_PROBLEM REQUIREMENTS:_ Output each line of the records below as a numbered list, omitting blank lines. Leave the pictures out of your answer.

_Point labeling data based on photos:_

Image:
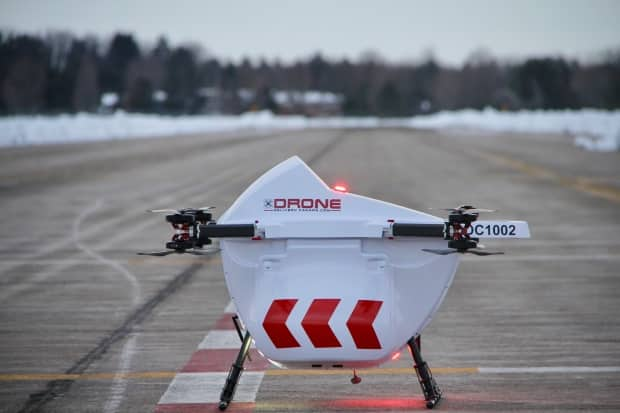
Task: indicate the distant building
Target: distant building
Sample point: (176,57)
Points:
(309,102)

_SOLVED EXERCISE:_
1. Image:
2. Task: indicate the distant building
3. Target: distant building
4. Sample point: (176,57)
5. Points:
6. (309,102)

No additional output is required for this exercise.